Write out every line below with no difference at all.

*Records for the task*.
※ ※ ※

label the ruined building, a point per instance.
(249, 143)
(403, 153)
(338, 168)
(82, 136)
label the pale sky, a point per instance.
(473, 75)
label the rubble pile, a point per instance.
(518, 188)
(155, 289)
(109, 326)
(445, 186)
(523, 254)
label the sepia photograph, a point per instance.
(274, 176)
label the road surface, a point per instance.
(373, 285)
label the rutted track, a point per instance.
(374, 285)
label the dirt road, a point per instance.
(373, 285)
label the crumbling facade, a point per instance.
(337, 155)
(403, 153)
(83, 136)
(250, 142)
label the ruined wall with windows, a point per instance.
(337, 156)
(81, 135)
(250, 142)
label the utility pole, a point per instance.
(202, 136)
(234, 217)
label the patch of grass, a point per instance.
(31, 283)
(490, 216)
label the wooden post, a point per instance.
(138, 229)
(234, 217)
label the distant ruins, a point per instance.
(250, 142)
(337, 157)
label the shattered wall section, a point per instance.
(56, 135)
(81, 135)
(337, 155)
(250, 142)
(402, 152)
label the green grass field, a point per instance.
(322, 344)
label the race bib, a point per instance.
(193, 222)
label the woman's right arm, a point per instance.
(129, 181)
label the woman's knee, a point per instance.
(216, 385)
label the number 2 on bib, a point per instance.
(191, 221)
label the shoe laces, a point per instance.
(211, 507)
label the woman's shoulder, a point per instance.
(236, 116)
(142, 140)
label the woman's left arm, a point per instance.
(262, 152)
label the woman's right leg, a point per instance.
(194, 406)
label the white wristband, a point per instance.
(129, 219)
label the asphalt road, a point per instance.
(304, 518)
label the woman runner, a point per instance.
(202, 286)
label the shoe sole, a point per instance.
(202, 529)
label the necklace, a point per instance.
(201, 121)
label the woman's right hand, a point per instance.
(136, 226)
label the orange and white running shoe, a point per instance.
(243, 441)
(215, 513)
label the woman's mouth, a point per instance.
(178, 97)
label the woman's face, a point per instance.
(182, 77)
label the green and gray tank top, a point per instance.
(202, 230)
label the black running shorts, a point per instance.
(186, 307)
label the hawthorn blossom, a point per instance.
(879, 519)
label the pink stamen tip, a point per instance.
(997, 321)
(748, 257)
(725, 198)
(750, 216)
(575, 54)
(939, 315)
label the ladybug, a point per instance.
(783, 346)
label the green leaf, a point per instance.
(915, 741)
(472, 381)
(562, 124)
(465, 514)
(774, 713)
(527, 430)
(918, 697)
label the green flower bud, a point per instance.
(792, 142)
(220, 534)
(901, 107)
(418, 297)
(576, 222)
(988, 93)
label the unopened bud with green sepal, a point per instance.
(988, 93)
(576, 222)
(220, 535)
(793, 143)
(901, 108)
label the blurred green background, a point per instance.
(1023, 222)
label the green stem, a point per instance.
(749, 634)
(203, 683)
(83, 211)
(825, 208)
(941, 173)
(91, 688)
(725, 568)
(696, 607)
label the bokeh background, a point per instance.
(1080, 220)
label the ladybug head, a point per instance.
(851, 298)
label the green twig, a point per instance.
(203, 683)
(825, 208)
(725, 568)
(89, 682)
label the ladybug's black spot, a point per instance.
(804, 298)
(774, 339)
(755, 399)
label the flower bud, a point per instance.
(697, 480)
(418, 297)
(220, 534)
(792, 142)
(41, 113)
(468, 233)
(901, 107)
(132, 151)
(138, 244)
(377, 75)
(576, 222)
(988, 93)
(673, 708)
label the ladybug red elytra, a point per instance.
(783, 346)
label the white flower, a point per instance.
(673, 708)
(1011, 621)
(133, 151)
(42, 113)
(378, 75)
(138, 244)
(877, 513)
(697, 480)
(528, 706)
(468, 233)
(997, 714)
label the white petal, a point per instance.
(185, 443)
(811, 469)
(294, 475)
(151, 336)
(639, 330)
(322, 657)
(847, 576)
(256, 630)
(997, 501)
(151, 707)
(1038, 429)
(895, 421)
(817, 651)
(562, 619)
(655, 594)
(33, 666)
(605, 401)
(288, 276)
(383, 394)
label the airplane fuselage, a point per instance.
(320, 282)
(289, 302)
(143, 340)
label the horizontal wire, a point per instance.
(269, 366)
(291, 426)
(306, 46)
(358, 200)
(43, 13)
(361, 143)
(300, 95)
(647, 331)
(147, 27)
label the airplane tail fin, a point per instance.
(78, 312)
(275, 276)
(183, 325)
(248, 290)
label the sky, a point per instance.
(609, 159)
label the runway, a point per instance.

※ ※ ※

*Answer to the exercise*.
label the ruined building, a point per instance.
(249, 143)
(403, 153)
(338, 168)
(82, 136)
label the pale sky, a point per instance.
(473, 75)
label the rubble pile, a point per instance.
(518, 188)
(155, 289)
(109, 326)
(445, 186)
(523, 254)
label the sepia photograph, a point per instance.
(274, 176)
label the road surface, a point per instance.
(373, 285)
label the rutted track, a point per instance.
(374, 285)
label the dirt road, a point per instance.
(373, 285)
label the crumbling facade, a point per instance.
(337, 155)
(403, 153)
(83, 136)
(250, 142)
label the ruined wall with windows, a point per instance.
(337, 156)
(81, 135)
(250, 142)
label the utility pole, a point per instance.
(202, 136)
(234, 217)
label the patch of grass, a point per instance.
(31, 283)
(490, 216)
label the wooden post, a point per instance.
(138, 229)
(234, 217)
label the distant ruins, a point per instance.
(250, 142)
(337, 157)
label the shattered wall section, a point per instance.
(56, 135)
(81, 135)
(337, 155)
(250, 142)
(402, 152)
label the green grass field, a point per instance.
(322, 344)
label the race bib, a point per instance.
(193, 222)
label the woman's right arm, a point per instance.
(129, 181)
label the woman's knee, a point per instance.
(216, 385)
label the number 2 on bib, a point per instance.
(191, 221)
label the shoe laces, a point per instance.
(211, 507)
label the woman's shoulder, a point per instance.
(236, 116)
(142, 140)
label the woman's left arm, a point per instance.
(262, 152)
label the woman's right leg, a point per instance.
(194, 406)
label the white wristband, a point per instance.
(129, 219)
label the asphalt road, a point per instance.
(304, 518)
label the woman runner, a point per instance.
(202, 286)
label the shoe sole, a point per instance.
(202, 529)
label the necklace, a point per instance.
(201, 121)
label the woman's right hand, a point per instance.
(136, 226)
label the orange and white running shoe, a point per instance.
(243, 441)
(215, 513)
label the woman's mouth, a point per instance.
(178, 97)
label the woman's face, a point per instance.
(182, 77)
label the green and gray tank top, a point per instance.
(202, 230)
label the black running shorts, a point per instance.
(186, 307)
label the hawthorn blossom, a point per instance.
(879, 519)
label the pink stamen tip, a point per instance.
(997, 321)
(748, 257)
(725, 198)
(750, 216)
(575, 54)
(939, 315)
label the ladybug, a point per instance.
(783, 346)
label the green leaf, a point per instance.
(915, 741)
(472, 381)
(562, 124)
(465, 514)
(774, 713)
(527, 430)
(918, 697)
label the green flower bud, a point per instance.
(792, 142)
(220, 534)
(901, 107)
(418, 297)
(576, 222)
(988, 93)
label the unopened bud with green sepal, a point per instance.
(988, 93)
(576, 222)
(220, 535)
(793, 143)
(901, 108)
label the blurred green background, a point per instance.
(1023, 222)
label the green stem, a point per instance.
(749, 634)
(203, 683)
(83, 211)
(825, 208)
(941, 173)
(91, 688)
(725, 568)
(696, 607)
label the bokeh background, a point per instance.
(1080, 220)
label the ladybug head, a point per instance.
(851, 298)
label the green twig, a point per instance.
(203, 683)
(825, 208)
(725, 568)
(89, 682)
label the ladybug's black spot, a point per instance.
(804, 298)
(774, 339)
(755, 399)
label the flower bud, a point per instance.
(697, 480)
(418, 297)
(220, 534)
(792, 142)
(41, 113)
(468, 233)
(901, 107)
(132, 151)
(138, 244)
(377, 75)
(576, 222)
(988, 93)
(673, 708)
label the ladybug red elytra, a point per instance.
(783, 346)
label the white flower, a point per instance.
(673, 708)
(1011, 621)
(133, 151)
(42, 113)
(378, 75)
(138, 244)
(877, 513)
(697, 480)
(528, 706)
(468, 233)
(997, 714)
label the white petal, a point per instance.
(185, 443)
(811, 469)
(294, 475)
(151, 336)
(639, 330)
(322, 657)
(847, 576)
(256, 630)
(997, 501)
(151, 707)
(1038, 429)
(895, 421)
(817, 651)
(562, 619)
(655, 594)
(33, 666)
(605, 401)
(288, 276)
(383, 394)
label the airplane fuselage, a point per instance.
(320, 282)
(289, 302)
(143, 340)
label the horizontal wire, a point per instance.
(269, 366)
(291, 426)
(306, 46)
(358, 200)
(43, 13)
(361, 143)
(300, 95)
(647, 331)
(147, 27)
label the airplane tail fin, a point per instance.
(78, 312)
(275, 276)
(183, 325)
(248, 290)
label the sky, a point per instance.
(609, 159)
label the runway, a point per instance.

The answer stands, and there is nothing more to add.